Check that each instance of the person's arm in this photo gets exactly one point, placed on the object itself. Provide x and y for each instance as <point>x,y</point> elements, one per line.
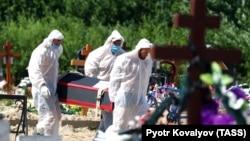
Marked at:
<point>91,65</point>
<point>34,69</point>
<point>116,77</point>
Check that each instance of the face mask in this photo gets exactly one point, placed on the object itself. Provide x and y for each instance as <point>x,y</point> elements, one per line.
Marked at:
<point>55,46</point>
<point>115,48</point>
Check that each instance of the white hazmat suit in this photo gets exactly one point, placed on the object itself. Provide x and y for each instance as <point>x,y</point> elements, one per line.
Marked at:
<point>128,86</point>
<point>43,74</point>
<point>99,64</point>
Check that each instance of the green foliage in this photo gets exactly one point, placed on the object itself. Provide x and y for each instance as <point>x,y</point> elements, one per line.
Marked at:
<point>26,23</point>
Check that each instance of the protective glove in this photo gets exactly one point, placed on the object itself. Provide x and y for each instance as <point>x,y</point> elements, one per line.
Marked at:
<point>45,92</point>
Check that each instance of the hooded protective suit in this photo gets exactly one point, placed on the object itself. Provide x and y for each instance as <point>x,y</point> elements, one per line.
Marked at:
<point>43,69</point>
<point>100,61</point>
<point>128,86</point>
<point>99,64</point>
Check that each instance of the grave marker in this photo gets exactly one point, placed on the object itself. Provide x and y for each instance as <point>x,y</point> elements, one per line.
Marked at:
<point>4,130</point>
<point>197,21</point>
<point>8,56</point>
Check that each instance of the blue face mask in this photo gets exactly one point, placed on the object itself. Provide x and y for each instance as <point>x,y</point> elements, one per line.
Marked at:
<point>54,46</point>
<point>115,48</point>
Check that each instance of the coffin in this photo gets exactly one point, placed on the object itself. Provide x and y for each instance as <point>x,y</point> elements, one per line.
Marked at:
<point>77,89</point>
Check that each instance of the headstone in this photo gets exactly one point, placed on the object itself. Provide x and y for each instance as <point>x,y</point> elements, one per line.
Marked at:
<point>38,138</point>
<point>4,130</point>
<point>197,21</point>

--------------------------------

Instructions to follow:
Select from the material above each line in which the string "face" appears, and list those lines.

Answer for this exercise:
Check that each instance of the face mask in this photo gets exactly one point, placed on the object itself. Provide x and y for each instance as <point>x,y</point> elements, one per line.
Check that each instance of the blue face mask in this photo gets exactly one point, placed on the object itself. Provide x and y for each instance as <point>x,y</point> elements, one per line.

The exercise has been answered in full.